Rows of box annotation data:
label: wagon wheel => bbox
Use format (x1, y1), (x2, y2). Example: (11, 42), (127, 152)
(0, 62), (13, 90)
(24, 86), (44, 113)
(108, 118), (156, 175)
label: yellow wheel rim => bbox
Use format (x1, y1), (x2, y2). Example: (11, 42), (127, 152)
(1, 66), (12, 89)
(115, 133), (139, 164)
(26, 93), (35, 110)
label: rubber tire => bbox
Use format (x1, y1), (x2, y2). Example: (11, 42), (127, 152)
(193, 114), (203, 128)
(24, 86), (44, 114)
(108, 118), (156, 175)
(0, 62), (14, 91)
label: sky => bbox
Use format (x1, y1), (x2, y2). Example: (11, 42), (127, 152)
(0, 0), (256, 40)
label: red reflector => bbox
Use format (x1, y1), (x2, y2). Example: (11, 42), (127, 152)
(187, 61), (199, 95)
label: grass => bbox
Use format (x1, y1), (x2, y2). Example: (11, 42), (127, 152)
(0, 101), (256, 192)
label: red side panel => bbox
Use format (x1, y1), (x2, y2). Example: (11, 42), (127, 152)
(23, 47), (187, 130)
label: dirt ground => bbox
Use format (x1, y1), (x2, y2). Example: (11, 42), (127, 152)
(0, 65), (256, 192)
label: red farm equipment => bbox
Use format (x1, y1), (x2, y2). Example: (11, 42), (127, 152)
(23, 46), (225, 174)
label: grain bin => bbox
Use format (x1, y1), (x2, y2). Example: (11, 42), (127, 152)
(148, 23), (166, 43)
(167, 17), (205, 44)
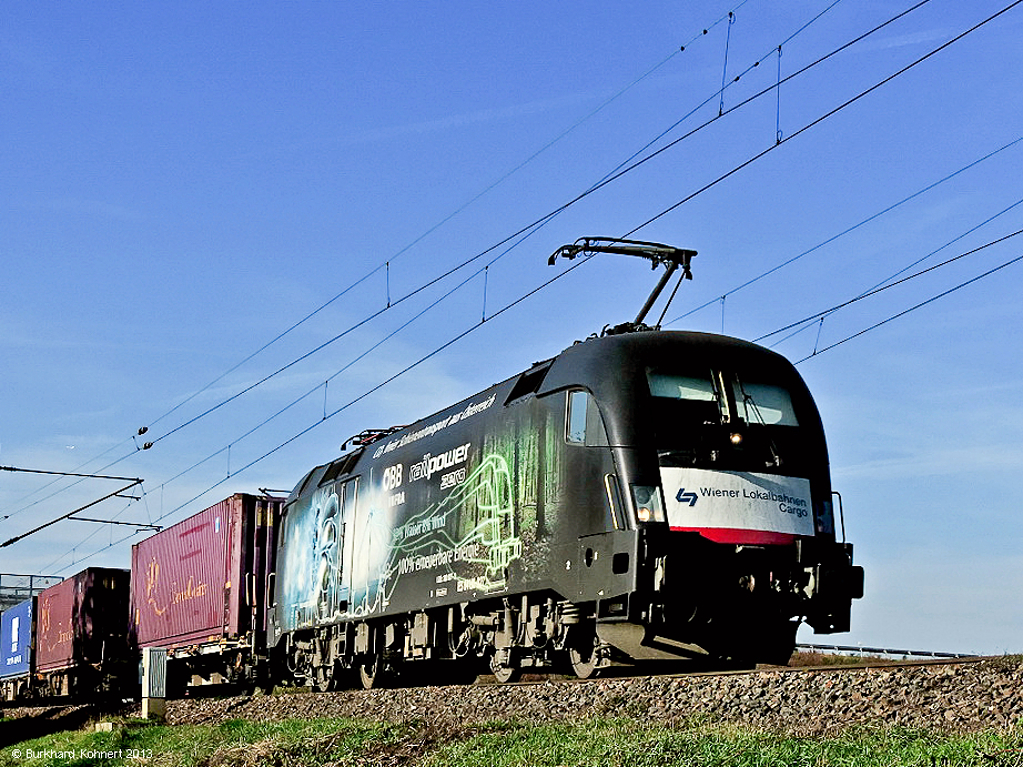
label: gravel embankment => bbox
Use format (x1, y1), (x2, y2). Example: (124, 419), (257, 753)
(168, 658), (1023, 735)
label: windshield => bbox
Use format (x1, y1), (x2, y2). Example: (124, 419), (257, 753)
(647, 370), (799, 426)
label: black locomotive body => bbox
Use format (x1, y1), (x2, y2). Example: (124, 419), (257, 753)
(268, 331), (862, 687)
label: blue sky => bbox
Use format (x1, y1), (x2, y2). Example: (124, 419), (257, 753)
(0, 0), (1023, 652)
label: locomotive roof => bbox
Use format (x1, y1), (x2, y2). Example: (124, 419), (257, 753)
(287, 330), (804, 502)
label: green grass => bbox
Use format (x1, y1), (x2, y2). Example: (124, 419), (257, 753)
(0, 719), (1023, 767)
(0, 719), (409, 767)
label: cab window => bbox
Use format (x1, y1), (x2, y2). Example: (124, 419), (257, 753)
(565, 390), (608, 447)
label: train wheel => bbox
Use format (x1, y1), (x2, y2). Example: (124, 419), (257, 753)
(313, 666), (338, 692)
(569, 641), (601, 679)
(490, 653), (522, 684)
(358, 656), (385, 689)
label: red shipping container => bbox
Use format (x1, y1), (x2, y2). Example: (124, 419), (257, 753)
(131, 493), (281, 650)
(36, 568), (129, 672)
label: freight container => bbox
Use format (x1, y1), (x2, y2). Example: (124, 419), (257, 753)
(0, 597), (36, 701)
(36, 568), (133, 695)
(131, 493), (282, 695)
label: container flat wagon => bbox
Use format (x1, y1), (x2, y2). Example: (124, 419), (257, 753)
(131, 494), (281, 688)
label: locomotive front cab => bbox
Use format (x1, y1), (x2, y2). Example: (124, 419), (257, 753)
(637, 345), (862, 663)
(548, 331), (862, 662)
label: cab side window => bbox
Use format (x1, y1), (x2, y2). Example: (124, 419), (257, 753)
(565, 389), (608, 447)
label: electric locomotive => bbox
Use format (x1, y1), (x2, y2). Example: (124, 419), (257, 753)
(268, 240), (862, 689)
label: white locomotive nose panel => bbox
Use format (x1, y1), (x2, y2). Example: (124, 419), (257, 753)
(661, 466), (814, 543)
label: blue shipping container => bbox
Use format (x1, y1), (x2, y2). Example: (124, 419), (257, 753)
(0, 597), (36, 679)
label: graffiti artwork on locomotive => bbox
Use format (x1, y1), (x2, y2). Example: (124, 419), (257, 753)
(269, 331), (861, 685)
(0, 240), (863, 694)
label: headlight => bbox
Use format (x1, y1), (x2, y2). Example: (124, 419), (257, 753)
(632, 485), (668, 522)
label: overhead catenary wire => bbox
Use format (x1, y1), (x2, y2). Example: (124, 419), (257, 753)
(1, 0), (761, 531)
(15, 0), (982, 572)
(795, 249), (1023, 365)
(666, 136), (1023, 325)
(624, 0), (1023, 237)
(754, 193), (1023, 348)
(37, 257), (590, 573)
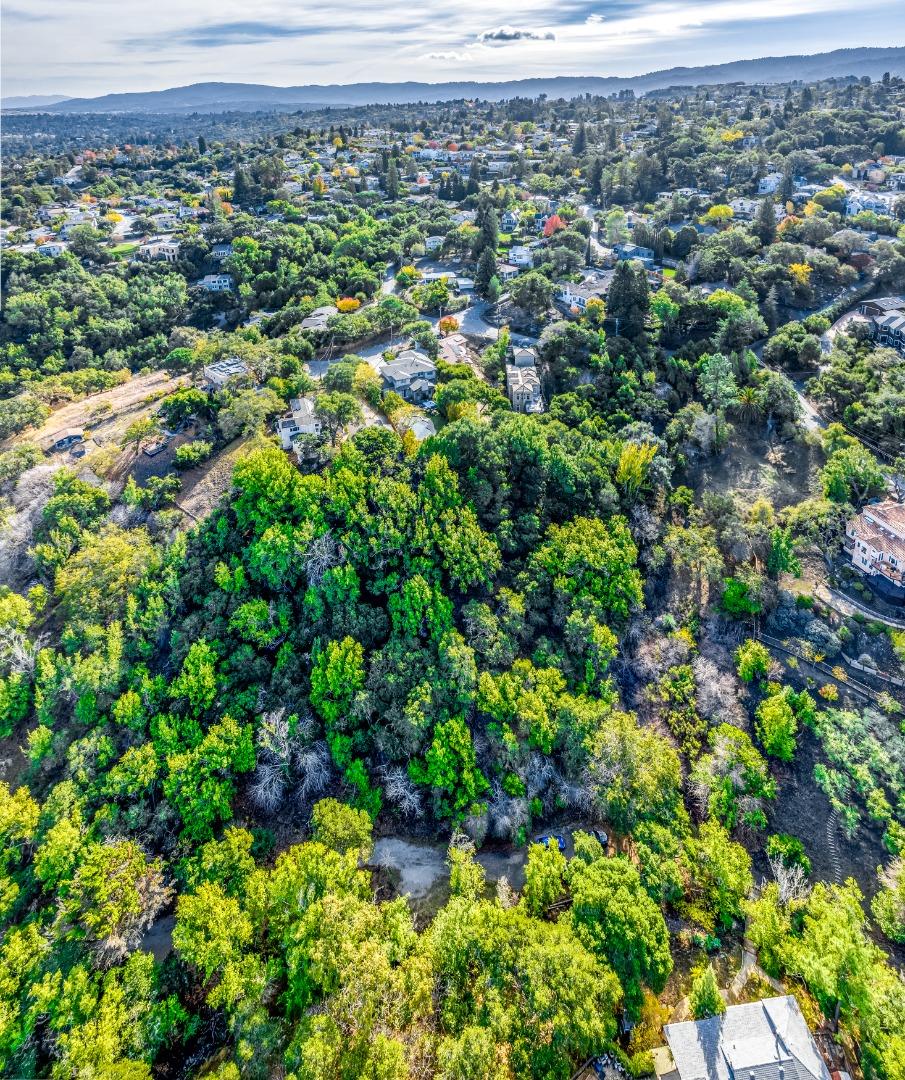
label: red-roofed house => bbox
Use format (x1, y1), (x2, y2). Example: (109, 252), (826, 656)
(846, 499), (905, 596)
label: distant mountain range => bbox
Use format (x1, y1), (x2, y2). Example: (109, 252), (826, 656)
(2, 46), (905, 113)
(0, 94), (69, 109)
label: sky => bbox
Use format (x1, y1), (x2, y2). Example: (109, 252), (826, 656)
(0, 0), (905, 96)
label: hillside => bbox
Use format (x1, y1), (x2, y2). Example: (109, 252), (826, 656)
(17, 46), (905, 112)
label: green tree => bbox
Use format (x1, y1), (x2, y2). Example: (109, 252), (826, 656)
(311, 799), (374, 861)
(755, 692), (798, 761)
(522, 840), (566, 918)
(514, 267), (553, 319)
(689, 963), (726, 1020)
(314, 392), (362, 444)
(528, 516), (641, 623)
(735, 637), (773, 683)
(568, 855), (673, 1015)
(408, 716), (490, 820)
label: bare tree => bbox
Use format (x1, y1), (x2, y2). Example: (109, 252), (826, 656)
(770, 855), (811, 904)
(380, 766), (423, 818)
(305, 532), (343, 585)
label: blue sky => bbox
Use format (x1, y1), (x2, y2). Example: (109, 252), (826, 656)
(2, 0), (905, 96)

--- EXERCISE DIRECTIONS ---
Print every entry exactly as written, without the pictures.

--- THE REPLY ---
label: wagon wheel => bbox
Use format (x1, y1), (x2, y2). Example: (11, 42), (127, 152)
(0, 62), (13, 90)
(24, 86), (44, 113)
(108, 118), (156, 175)
label: yellow wheel rim => bbox
Use format (x1, y1), (x2, y2). Example: (11, 42), (127, 152)
(1, 66), (12, 89)
(115, 133), (139, 164)
(26, 93), (35, 110)
label: rubber tire => bbox
Use format (x1, y1), (x2, y2). Example: (11, 42), (127, 152)
(193, 114), (203, 128)
(24, 86), (44, 114)
(108, 118), (156, 175)
(0, 62), (14, 91)
label: sky => bbox
Use format (x1, y1), (x2, y2). Example: (11, 42), (127, 152)
(0, 0), (256, 40)
label: red reflector => bbox
Use format (x1, y1), (x2, y2). Example: (11, 42), (127, 152)
(187, 61), (199, 95)
label: grass => bbox
Use format (x1, y1), (x2, y2). Example: (11, 42), (127, 152)
(0, 101), (256, 192)
label: red side panel => bbox
Use format (x1, y1), (x2, y2). Example: (11, 42), (127, 152)
(23, 47), (187, 130)
label: dirt ground => bbox
Use format (x1, y1), (x2, y2). Example: (11, 42), (127, 152)
(0, 65), (256, 192)
label: red farm equipment => bbox
Use format (x1, y1), (x2, y2). Example: (11, 42), (127, 152)
(23, 46), (225, 174)
label: grain bin => bbox
Use format (x1, y1), (x2, y2). Example: (11, 42), (127, 152)
(148, 23), (166, 43)
(167, 17), (205, 44)
label: gravel embankment => bbox
Use format (x1, y1), (x2, y2). Example: (124, 419), (257, 753)
(168, 658), (1023, 735)
label: windshield => bbox
Use format (x1, y1), (x2, y2). Example: (124, 419), (257, 753)
(647, 370), (799, 426)
label: black locomotive body => bbox
Use format (x1, y1), (x2, y2). Example: (124, 419), (257, 753)
(268, 331), (862, 687)
label: blue sky => bbox
Use format (x1, y1), (x2, y2). Example: (124, 419), (257, 753)
(0, 0), (1023, 652)
label: locomotive roof => bbox
Use format (x1, y1), (x2, y2). Example: (124, 419), (257, 753)
(287, 330), (804, 502)
label: green grass => bbox
Use format (x1, y1), (x2, y2). Example: (124, 419), (257, 753)
(0, 719), (1023, 767)
(0, 719), (409, 767)
label: cab window => bbox
Use format (x1, y1), (x2, y2). Example: (124, 419), (257, 753)
(565, 390), (608, 447)
label: train wheel => bbox
Use format (x1, y1), (x2, y2). Example: (124, 419), (257, 753)
(313, 666), (338, 692)
(569, 641), (601, 679)
(490, 653), (522, 684)
(358, 656), (385, 689)
label: red shipping container => bbox
Use format (x1, y1), (x2, y2). Example: (124, 419), (257, 753)
(131, 493), (281, 650)
(36, 568), (129, 672)
label: freight container => bbox
Use format (x1, y1), (x2, y2). Example: (124, 419), (257, 753)
(0, 597), (36, 701)
(36, 568), (133, 695)
(131, 493), (282, 695)
label: container flat wagon => bbox
Use format (x1, y1), (x2, y2). Example: (124, 419), (257, 753)
(131, 494), (281, 688)
label: locomotive front cab => bbox
Use format (x1, y1), (x2, y2). Example: (124, 419), (257, 753)
(637, 345), (862, 663)
(548, 331), (862, 662)
label: cab side window => bbox
Use format (x1, y1), (x2, y2). Example: (124, 419), (257, 753)
(565, 389), (608, 447)
label: electric locomotive => bbox
Use format (x1, y1), (x2, y2). Example: (124, 419), (257, 753)
(268, 240), (862, 689)
label: white locomotive nose panel => bbox
Use format (x1, y1), (x2, y2). Example: (124, 419), (257, 753)
(661, 466), (814, 543)
label: blue shipping container => bbox
Use format (x1, y1), (x2, y2). Example: (124, 419), (257, 753)
(0, 597), (36, 679)
label: graffiti artwork on locomotive => bbox
Use format (x1, y1), (x2, y2). Example: (124, 419), (257, 753)
(269, 331), (861, 685)
(0, 240), (863, 694)
label: headlight => bbox
Use format (x1, y1), (x2, y2). Example: (124, 419), (257, 753)
(632, 485), (668, 522)
label: overhead catenary wire => bbox
Use format (x1, y1), (x2, y2). Example: (124, 419), (257, 753)
(1, 0), (761, 531)
(15, 0), (982, 572)
(795, 249), (1023, 365)
(666, 136), (1023, 325)
(624, 0), (1023, 237)
(754, 193), (1023, 348)
(37, 257), (590, 573)
label: red-roofed house => bbox
Use format (x1, y1), (x2, y2). Example: (109, 252), (826, 656)
(846, 499), (905, 596)
label: distant mountain range => bbox
Use format (x1, y1), (x2, y2). Example: (109, 252), (826, 656)
(2, 46), (905, 113)
(0, 94), (69, 109)
label: sky => bbox
Use format (x1, y1), (x2, y2). Example: (109, 252), (826, 656)
(0, 0), (905, 96)
label: hillside => bbox
Use format (x1, y1), (x2, y2). Example: (109, 252), (826, 656)
(17, 46), (905, 112)
label: green tree => bbox
Use format (x1, y1), (x2, y2). Example: (109, 252), (826, 656)
(311, 799), (374, 861)
(755, 692), (798, 761)
(522, 840), (566, 918)
(514, 267), (553, 319)
(689, 963), (726, 1020)
(314, 392), (362, 444)
(528, 516), (641, 623)
(735, 637), (773, 683)
(568, 855), (673, 1015)
(408, 716), (490, 820)
label: bare tree => bbox
Use format (x1, y1), (x2, y2). Example: (109, 252), (826, 656)
(770, 855), (811, 904)
(380, 766), (423, 818)
(305, 532), (343, 585)
label: blue sky => bbox
Use format (x1, y1), (x2, y2). Example: (109, 252), (826, 656)
(2, 0), (905, 96)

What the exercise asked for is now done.